> [STATED TASK] In the items below, copy out every line from the one containing "Look at the photo above. For each instance of the small" through the one containing "pixel 814 437", with both of those lines included, and nothing else.

Excerpts from point annotation data:
=-=-=

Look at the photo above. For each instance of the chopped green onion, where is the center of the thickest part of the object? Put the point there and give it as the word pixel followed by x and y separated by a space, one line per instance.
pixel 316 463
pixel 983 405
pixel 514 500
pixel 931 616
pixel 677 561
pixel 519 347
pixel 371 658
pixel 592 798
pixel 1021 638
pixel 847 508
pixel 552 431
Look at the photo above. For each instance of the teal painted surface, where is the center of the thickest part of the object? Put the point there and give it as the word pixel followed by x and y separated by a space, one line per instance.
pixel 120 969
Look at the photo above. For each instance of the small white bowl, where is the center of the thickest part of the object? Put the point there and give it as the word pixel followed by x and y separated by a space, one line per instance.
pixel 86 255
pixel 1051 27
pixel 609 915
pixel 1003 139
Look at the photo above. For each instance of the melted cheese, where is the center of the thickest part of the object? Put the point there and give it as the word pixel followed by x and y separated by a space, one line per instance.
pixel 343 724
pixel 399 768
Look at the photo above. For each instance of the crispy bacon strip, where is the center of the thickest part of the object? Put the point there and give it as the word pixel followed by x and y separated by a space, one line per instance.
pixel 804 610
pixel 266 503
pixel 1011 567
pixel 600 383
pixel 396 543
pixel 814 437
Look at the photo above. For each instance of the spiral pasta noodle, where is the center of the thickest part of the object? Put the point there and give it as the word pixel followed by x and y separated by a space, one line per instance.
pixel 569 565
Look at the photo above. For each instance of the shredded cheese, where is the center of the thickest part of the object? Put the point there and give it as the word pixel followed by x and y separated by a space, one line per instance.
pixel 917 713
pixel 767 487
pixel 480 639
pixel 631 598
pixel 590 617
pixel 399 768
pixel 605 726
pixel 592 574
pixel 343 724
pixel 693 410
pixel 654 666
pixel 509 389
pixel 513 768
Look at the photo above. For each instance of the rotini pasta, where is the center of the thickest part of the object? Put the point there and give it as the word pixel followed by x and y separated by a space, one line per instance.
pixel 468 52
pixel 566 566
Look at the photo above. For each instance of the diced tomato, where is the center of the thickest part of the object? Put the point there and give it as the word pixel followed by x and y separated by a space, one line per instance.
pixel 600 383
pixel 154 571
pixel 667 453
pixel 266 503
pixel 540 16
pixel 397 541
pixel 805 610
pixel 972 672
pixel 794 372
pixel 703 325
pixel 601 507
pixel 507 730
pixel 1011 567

=-=-=

> [RESPONSE TO THIS EXERCISE]
Look at the photo above. For each instance of the small white bowl, where is the center of the thickest part of the object? Put the point there and give it as the word pixel followed by x and y separated by a space, one line per instance.
pixel 86 255
pixel 1051 27
pixel 609 915
pixel 1003 139
Look at the photo above. For each instance of the melted cheese, where is the center of the thickest part of the object? Put the point there and give it as the word pixel followed by x and y separated by a space, one line per instance.
pixel 343 724
pixel 399 768
Look at the photo above. For each instance of the crispy bacon strip, where is the center of the thickest part of the object? Put the point there and give it as the word pixel followed by x and y separated by a space, one line per instance.
pixel 804 610
pixel 266 503
pixel 1011 567
pixel 600 383
pixel 396 543
pixel 814 437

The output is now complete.